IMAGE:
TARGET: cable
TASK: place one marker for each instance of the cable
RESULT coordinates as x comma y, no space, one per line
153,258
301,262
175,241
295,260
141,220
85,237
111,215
□ □ □ □ □
## Task details
Convert these records into a two-column CSV with the headers request and answer, one row per record, putting each record's text and its answer in a single quoted field with line breaks replaced by spaces.

## Output of the task
request,answer
"IMAGE: TARGET: cable TASK: place one marker for each instance of the cable RESULT coordinates as x comma y, no space, one per line","153,258 301,262 175,241 295,260 141,220 85,237 111,215"